→ Complete the following:
a - Transcribe the passage on closed loop color control from "Everyone is obsessed" up to and including "of each solution.".
b - According to the passage on closed loop color control, what do the best measurements in the world make for?
c - Write the next part of the passage on closed loop color control, continuing after its final sentence.

→ Extracted text:
******************************

In the closed loop color control world, there is a lot of hay made of one side of the equation, with little to no attention paid to the other. This is really pretty stupid, but like many stupid things it makes sense. It is ironic that the arguably more important part of the control system never really gets explained, or even mentioned.
Everyone is obsessed with the measurement part of things. Are you using a camera, or a sensor? Densitometry, or spectrophotometry? Are you measuring targets (i.e. a color bar) or not (i.e. markless, or “in the work”)? Opinions abound on the veracity of the methods, the claims made by manufacturers, and the ultimate suitability of each solution.
People miss that the best measurements in the world make for great reports, very happy prepress folks and very little else. Certainly nothing that ships out the door as a finished product. It is the control part of things that actually affects all those skids of goodies the customer is paying for, yet no one is talking about how the control part is done. They just assume that if you can measure it you have the numbers and they’re all you need, right?

******************************

→ Information provided:

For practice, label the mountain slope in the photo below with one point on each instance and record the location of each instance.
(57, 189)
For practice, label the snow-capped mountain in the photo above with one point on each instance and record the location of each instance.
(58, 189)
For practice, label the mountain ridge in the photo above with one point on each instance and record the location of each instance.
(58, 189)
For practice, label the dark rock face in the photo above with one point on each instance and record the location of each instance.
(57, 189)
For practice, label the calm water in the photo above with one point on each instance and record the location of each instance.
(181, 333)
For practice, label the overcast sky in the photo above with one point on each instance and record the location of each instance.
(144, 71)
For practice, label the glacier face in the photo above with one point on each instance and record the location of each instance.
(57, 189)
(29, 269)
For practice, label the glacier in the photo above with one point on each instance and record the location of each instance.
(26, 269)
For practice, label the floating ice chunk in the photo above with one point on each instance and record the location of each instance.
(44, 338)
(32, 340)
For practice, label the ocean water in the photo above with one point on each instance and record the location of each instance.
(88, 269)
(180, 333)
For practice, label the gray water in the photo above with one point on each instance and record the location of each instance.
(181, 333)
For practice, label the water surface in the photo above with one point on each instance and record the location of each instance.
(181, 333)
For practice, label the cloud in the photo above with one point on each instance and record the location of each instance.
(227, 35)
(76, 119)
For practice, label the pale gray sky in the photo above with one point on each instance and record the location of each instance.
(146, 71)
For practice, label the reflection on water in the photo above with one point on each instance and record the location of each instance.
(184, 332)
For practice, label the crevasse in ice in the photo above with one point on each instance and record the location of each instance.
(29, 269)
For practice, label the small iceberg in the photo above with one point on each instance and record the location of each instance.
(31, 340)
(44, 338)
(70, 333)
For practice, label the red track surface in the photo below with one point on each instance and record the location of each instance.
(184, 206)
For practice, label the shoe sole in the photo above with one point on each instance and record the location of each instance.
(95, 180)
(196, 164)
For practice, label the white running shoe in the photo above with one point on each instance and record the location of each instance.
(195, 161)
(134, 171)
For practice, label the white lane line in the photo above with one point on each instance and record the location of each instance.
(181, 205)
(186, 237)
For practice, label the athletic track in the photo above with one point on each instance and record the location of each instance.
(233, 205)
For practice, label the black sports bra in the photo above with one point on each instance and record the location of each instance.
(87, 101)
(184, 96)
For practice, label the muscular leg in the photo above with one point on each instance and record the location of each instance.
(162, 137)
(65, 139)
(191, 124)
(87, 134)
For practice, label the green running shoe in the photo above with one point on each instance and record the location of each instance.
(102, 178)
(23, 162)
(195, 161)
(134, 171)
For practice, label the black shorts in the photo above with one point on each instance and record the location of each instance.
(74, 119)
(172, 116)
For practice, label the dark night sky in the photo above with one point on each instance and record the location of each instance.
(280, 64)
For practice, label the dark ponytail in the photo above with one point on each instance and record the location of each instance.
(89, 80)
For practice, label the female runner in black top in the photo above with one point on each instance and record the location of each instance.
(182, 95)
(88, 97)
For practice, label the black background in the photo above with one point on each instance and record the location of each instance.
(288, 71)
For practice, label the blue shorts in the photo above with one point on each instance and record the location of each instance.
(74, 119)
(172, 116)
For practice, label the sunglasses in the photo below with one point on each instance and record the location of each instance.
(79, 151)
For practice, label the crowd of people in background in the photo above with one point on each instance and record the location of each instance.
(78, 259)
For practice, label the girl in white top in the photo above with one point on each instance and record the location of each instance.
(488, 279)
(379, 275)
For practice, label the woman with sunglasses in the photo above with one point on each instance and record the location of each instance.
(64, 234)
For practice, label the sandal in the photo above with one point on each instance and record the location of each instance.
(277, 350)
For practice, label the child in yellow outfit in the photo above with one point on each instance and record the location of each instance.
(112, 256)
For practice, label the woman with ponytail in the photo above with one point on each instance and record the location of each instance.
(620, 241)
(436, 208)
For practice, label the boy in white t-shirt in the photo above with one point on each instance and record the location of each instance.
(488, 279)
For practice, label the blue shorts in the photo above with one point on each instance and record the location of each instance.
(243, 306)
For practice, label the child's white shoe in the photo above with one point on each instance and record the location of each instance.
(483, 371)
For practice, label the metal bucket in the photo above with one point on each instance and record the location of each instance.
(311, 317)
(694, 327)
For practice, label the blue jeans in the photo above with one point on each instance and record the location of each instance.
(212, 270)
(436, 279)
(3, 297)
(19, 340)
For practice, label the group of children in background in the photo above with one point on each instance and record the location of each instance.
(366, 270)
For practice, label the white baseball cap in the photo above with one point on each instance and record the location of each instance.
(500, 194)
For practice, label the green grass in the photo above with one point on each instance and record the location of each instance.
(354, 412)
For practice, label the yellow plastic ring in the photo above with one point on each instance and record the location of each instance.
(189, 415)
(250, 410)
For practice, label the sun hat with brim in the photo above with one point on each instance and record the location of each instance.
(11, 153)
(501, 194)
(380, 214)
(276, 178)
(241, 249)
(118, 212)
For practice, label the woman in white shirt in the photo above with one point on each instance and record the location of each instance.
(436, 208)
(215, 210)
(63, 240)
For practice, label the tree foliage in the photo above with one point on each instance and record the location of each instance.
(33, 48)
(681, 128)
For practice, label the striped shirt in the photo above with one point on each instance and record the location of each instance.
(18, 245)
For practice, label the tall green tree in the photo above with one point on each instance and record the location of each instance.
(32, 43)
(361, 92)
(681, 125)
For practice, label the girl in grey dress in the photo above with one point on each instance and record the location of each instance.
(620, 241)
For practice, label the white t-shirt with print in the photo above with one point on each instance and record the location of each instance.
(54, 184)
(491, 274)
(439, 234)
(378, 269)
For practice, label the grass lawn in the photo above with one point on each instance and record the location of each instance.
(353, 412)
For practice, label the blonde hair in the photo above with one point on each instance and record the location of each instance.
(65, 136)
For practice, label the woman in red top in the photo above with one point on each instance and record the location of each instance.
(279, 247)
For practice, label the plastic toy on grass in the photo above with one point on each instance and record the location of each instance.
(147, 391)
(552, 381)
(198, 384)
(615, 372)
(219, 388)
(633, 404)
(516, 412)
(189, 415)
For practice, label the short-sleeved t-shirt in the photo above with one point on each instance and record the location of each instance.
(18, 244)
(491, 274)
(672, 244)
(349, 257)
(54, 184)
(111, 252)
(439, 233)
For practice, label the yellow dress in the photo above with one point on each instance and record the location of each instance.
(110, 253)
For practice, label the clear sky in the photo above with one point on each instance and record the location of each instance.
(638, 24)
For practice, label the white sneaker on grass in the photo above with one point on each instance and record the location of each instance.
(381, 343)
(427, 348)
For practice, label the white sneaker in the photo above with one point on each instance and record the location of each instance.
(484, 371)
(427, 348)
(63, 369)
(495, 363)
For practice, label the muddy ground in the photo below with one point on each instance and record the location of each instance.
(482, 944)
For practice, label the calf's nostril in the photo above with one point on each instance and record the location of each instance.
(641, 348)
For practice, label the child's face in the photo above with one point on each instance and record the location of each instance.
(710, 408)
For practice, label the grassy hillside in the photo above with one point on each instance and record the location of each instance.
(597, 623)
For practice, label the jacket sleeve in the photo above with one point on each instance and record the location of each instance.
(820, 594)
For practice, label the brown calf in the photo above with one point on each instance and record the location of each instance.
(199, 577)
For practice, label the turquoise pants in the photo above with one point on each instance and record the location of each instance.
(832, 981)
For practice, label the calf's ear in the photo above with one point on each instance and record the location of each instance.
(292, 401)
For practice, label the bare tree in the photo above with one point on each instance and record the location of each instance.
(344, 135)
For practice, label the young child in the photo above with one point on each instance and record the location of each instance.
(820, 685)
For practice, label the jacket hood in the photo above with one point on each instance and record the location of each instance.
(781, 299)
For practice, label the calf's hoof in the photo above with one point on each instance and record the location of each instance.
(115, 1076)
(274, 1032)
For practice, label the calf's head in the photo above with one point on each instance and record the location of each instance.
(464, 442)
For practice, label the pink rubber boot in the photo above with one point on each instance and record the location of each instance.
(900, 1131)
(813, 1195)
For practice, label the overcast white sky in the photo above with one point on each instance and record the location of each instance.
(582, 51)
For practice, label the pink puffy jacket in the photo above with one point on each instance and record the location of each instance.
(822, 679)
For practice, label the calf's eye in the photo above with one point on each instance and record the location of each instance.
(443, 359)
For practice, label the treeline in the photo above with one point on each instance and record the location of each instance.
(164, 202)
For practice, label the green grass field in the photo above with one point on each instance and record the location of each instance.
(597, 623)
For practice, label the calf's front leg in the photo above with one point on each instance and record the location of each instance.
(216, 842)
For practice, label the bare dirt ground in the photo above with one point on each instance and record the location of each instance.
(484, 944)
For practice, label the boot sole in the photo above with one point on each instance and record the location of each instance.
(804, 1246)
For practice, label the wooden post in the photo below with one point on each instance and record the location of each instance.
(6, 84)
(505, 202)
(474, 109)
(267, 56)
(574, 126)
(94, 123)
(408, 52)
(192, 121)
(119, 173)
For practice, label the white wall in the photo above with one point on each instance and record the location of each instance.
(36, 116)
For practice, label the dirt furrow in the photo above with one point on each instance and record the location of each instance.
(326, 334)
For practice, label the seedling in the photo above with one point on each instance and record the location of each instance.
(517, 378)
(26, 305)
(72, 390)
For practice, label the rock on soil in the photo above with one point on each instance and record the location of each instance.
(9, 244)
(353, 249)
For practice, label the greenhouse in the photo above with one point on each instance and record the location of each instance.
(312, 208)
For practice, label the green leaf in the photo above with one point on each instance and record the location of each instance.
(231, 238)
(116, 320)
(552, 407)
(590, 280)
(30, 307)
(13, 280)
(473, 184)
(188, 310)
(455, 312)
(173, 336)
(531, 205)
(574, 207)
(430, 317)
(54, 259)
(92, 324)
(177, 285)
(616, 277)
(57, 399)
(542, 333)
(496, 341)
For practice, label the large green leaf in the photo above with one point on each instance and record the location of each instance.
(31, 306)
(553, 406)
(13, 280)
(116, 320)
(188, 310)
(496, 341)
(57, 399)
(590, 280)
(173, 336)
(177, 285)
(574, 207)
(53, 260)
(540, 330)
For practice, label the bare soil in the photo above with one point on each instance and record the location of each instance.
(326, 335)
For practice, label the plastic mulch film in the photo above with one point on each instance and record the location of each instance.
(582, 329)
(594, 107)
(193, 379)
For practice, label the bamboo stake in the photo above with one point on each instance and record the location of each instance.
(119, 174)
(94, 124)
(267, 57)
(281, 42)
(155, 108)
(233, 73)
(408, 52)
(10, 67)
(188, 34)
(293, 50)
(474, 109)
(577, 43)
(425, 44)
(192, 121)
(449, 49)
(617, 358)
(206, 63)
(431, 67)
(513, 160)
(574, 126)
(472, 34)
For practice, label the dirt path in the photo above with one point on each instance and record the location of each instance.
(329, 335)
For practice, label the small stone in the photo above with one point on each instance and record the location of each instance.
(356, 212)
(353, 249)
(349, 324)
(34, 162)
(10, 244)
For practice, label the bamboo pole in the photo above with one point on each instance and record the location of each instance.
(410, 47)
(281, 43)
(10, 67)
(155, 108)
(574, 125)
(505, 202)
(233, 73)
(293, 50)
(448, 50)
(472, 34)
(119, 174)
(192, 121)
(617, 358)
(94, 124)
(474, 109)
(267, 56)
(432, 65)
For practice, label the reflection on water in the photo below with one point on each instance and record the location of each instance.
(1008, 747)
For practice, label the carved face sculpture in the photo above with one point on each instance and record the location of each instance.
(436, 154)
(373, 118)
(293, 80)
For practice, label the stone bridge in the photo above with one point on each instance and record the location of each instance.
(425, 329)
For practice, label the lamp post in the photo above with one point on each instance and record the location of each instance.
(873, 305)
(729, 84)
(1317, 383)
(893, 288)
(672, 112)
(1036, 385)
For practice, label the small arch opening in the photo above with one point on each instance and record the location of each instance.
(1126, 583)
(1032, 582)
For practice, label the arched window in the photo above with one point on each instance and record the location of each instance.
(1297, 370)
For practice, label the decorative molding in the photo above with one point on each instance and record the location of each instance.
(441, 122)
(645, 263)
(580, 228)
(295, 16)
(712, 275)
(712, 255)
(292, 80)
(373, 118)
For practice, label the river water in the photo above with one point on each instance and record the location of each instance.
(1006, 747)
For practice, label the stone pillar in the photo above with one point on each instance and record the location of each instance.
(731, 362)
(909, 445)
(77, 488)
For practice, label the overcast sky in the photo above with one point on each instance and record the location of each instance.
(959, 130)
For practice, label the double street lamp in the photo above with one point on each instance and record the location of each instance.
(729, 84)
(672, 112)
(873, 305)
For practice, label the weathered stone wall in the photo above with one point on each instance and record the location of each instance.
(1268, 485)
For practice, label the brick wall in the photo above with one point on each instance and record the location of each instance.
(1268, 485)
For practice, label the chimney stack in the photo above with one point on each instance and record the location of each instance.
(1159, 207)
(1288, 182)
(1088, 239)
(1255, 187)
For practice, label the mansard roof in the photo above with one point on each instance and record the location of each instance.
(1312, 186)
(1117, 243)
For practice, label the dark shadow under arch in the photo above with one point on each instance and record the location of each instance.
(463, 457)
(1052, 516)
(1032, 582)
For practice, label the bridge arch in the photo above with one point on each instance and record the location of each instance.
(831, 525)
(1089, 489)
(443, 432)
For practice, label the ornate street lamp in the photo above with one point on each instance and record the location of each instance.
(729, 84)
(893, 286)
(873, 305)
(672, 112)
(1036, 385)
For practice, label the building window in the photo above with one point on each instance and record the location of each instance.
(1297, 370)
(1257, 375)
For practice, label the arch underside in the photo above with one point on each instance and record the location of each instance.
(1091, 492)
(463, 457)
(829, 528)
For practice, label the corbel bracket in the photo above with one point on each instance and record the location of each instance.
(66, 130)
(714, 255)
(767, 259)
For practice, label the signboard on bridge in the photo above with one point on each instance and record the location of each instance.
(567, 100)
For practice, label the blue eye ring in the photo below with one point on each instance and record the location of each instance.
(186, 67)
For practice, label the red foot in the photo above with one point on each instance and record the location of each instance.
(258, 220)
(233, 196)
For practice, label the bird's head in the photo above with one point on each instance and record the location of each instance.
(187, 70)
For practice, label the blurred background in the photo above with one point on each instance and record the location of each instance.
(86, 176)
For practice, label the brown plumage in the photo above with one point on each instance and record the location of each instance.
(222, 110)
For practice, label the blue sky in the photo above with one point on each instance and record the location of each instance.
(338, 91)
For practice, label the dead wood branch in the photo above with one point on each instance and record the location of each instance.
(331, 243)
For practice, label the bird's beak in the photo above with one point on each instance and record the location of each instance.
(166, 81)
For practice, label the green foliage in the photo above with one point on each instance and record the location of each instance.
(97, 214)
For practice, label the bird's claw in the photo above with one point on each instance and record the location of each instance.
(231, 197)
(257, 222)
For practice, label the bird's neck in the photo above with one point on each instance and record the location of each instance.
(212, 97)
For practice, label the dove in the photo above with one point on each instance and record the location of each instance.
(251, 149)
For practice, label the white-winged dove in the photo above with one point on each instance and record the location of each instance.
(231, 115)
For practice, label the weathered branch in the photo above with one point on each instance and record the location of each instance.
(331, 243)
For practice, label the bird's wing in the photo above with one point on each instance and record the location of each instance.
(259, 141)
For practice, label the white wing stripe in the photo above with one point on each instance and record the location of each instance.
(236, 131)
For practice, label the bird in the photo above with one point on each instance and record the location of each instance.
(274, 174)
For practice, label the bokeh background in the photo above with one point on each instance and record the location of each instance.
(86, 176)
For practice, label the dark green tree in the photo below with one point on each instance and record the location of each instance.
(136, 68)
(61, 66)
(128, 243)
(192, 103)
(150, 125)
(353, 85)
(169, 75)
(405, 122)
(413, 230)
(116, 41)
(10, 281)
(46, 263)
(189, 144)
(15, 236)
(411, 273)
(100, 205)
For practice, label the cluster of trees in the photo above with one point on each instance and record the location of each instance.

******************************

→ Responses in order:
a -
Everyone is obsessed with the measurement part of things. Are you using a camera, or a sensor? Densitometry, or spectrophotometry? Are you measuring targets (i.e. a color bar) or not (i.e. markless, or “in the work”)? Opinions abound on the veracity of the methods, the claims made by manufacturers, and the ultimate suitability of each solution.

b - Great reports, very happy prepress folks and very little else.

c -
As I wrote some time ago, the problem is you are controlling ink keys at the start of an ink train. The ink train is like a bureaucracy – you cannot control it, and you can barely predict it. Imagine figuring out exactly how much your blood pressure will rise while renewing your green card a the INS in Chicago and you have some idea of the difficulty involved. So knowing with great accuracy what your target blood pressure is doesn’t really help you judge how much medicine to take with you to Chicago, does it? The ability to convert a decent measurement into a good ink key move is just as difficult or more so when you consider what adjacent keys are doing. This is where the fancy measurement tire hits the money-making road, and the actual benefit of color control is created.
The reason why these algorithms are not discussed is simple – they’re all software. There’s no cool lighting, or visible machinery to inspect, just software. It’s easier to show someone a stuffed dog than explain an algorithm.
Another reason why algorithms don’t get much mention is that the press OEM may be doing more of the heavy lifting than you think. It makes sense, as the OEM has far better understanding that most of the controls manufacturers out there, certainly on their own presses. But what this means is that the same color control system is mounted on different presses made by different OEMs, you can end up with different performance.
So, if you are shopping for one of these systems, at some point in the process push the prepress folks out of the room and ask about the control side of the product. It might nor might not change your mind but it will add a lot to your understanding of what your buying, which should always be welcome.